▸ **EXCERPTED PASSAGE**

===

Tele-rehabilitation to give stroke patients more home therapy options
SINGAPORE — A team of researchers from the National University of Singapore (NUS) has started clinical trials to determine whether tele-rehabilitation, which allows therapists to monitor their patients’ progress and exercises remotely, is an effective means to help stroke patients recover at home.
A demonstration showing a recovering "patient" using an iPad installed with a proprietary app to enable rehabilitation exercises to be carried out away from the hospital. Footage of the "patient's" workout is then viewed and corrected by a therapist from a hospital, March 31, 2014. Photo: Don Wong
SINGAPORE — A team of researchers from the National University of Singapore (NUS) has started clinical trials to determine whether tele-rehabilitation, which allows therapists to monitor their patients’ progress and exercises remotely, is an effective means to help stroke patients recover at home.
The first three to six months after a person suffers a stroke is crucial for rehabilitation, as this is the period when most of the patient’s functional improvements occur. However, many face problems in continuing with rehabilitation — such as the inconvenience of going to rehabilitation centres and having caregivers take time off work to accompany them. In fact, only a third of patients go for therapy at day rehabilitation centres after their discharge from hospital.
Hence, the researchers hope that tele-rehabilitation could help boost the number of patients who continue with therapy. “With home-based tele-rehabilitation, patients do not need to face physical barriers, their caregivers do not need to accompany them to the rehabilitation centre and their therapists do not need to visit them at home to provide rehabilitation,” said the study’s principal investigator, Dr Gerald Koh, who is Associate Professor and Director of Medical Undergraduate Education at Saw Swee Hock School of Public Health at NUS.
In the clinical trials, the first of which started in December with 13 patients, iPads are used as a tool to guide patients through exercises via videos, with data captured on motion sensors for therapists to review, as well as for weekly video conferencing between therapist and patient. Caretakers will have to be present during the tele-rehabilitation.

===

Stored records
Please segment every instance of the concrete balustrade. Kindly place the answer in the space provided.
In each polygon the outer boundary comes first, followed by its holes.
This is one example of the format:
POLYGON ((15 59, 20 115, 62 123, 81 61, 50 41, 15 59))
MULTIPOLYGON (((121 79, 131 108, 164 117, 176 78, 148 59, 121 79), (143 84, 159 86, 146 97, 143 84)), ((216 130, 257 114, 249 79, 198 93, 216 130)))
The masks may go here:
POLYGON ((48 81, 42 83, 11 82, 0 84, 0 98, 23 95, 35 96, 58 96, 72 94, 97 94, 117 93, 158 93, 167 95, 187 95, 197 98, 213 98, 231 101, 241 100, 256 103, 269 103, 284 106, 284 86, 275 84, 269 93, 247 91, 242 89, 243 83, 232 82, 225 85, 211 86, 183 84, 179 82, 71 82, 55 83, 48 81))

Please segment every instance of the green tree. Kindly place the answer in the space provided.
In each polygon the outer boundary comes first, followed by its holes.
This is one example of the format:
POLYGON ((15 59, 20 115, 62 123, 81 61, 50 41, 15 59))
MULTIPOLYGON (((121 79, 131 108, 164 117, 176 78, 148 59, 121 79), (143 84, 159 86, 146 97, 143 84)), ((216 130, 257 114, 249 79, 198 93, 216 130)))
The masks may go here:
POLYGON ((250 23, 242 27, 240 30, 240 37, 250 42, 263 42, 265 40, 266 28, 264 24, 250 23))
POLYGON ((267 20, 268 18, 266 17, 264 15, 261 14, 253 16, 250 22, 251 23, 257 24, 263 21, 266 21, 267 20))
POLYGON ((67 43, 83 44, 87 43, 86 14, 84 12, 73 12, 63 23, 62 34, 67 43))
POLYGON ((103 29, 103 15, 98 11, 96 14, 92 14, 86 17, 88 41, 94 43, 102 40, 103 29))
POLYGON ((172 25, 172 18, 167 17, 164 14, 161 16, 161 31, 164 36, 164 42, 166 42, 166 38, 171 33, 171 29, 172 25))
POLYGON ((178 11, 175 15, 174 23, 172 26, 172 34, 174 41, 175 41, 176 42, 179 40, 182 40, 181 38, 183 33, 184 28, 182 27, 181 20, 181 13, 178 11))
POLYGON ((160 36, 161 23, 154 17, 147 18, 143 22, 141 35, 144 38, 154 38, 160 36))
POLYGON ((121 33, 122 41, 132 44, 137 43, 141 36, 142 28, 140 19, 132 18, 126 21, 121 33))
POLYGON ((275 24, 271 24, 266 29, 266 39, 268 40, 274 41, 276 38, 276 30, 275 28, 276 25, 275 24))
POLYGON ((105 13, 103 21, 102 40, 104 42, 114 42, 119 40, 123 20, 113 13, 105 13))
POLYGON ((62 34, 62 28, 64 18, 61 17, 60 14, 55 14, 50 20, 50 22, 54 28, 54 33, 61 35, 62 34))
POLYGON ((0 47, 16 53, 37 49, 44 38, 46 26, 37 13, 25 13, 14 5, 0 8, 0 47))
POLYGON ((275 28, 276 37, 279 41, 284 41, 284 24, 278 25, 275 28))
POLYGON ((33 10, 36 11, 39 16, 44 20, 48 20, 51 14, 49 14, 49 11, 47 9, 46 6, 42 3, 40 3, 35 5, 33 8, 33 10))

===

▸ **TASK BRIEF**
Retype the full article on tele-rehabilitation for stroke patients word for word.

▸ **TASK OUTPUT**
Tele-rehabilitation to give stroke patients more home therapy options
SINGAPORE — A team of researchers from the National University of Singapore (NUS) has started clinical trials to determine whether tele-rehabilitation, which allows therapists to monitor their patients’ progress and exercises remotely, is an effective means to help stroke patients recover at home.
A demonstration showing a recovering "patient" using an iPad installed with a proprietary app to enable rehabilitation exercises to be carried out away from the hospital. Footage of the "patient's" workout is then viewed and corrected by a therapist from a hospital, March 31, 2014. Photo: Don Wong
SINGAPORE — A team of researchers from the National University of Singapore (NUS) has started clinical trials to determine whether tele-rehabilitation, which allows therapists to monitor their patients’ progress and exercises remotely, is an effective means to help stroke patients recover at home.
The first three to six months after a person suffers a stroke is crucial for rehabilitation, as this is the period when most of the patient’s functional improvements occur. However, many face problems in continuing with rehabilitation — such as the inconvenience of going to rehabilitation centres and having caregivers take time off work to accompany them. In fact, only a third of patients go for therapy at day rehabilitation centres after their discharge from hospital.
Hence, the researchers hope that tele-rehabilitation could help boost the number of patients who continue with therapy. “With home-based tele-rehabilitation, patients do not need to face physical barriers, their caregivers do not need to accompany them to the rehabilitation centre and their therapists do not need to visit them at home to provide rehabilitation,” said the study’s principal investigator, Dr Gerald Koh, who is Associate Professor and Director of Medical Undergraduate Education at Saw Swee Hock School of Public Health at NUS.
In the clinical trials, the first of which started in December with 13 patients, iPads are used as a tool to guide patients through exercises via videos, with data captured on motion sensors for therapists to review, as well as for weekly video conferencing between therapist and patient. Caretakers will have to be present during the tele-rehabilitation.